▶ _Exercise requirements_:
Look through the entries below for the line that contains "the giraffe mane", then set down that line and each one after it exactly, through the last.

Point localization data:

-=-=-

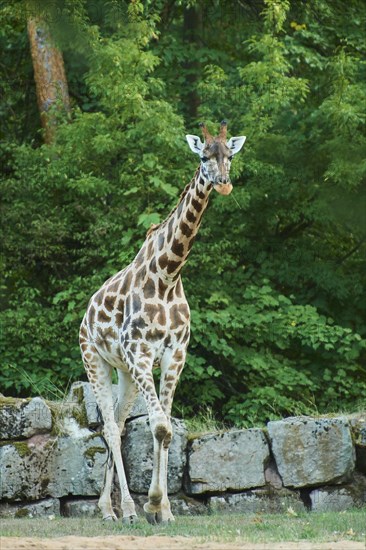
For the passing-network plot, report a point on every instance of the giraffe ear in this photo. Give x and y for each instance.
(235, 144)
(195, 143)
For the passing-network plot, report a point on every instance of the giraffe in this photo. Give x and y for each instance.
(140, 318)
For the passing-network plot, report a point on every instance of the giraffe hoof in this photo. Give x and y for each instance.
(151, 518)
(110, 517)
(164, 519)
(129, 520)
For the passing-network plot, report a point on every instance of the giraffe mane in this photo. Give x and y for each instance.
(154, 226)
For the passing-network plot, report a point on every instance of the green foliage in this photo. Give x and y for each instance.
(277, 275)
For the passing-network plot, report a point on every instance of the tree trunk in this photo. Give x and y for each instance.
(191, 26)
(49, 75)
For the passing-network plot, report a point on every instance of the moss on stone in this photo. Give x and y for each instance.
(13, 401)
(79, 394)
(45, 483)
(20, 446)
(22, 513)
(91, 452)
(79, 413)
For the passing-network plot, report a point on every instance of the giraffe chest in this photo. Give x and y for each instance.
(160, 321)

-=-=-

▶ _Result below_:
For the passing-network plot, report a point on every instance of the giraffe mane in this photo. Give x and y for each instance.
(154, 226)
For the passing-network plot, report a point on every instance of the green foliage in this photo. Give x and y for each instance.
(277, 275)
For the passing-network plot, report a point on every instance of the tree trunk in this photo. Give x and y for each instance.
(191, 26)
(49, 75)
For the passing-network plot, report a point on every instance of the moss on stone in this photo. Give x and y for each instance.
(13, 401)
(79, 394)
(45, 483)
(20, 446)
(22, 513)
(91, 452)
(79, 413)
For the passing-network plot, report a point on every instance of the giraffe chest in this photo. Give x and y for each instance.
(160, 321)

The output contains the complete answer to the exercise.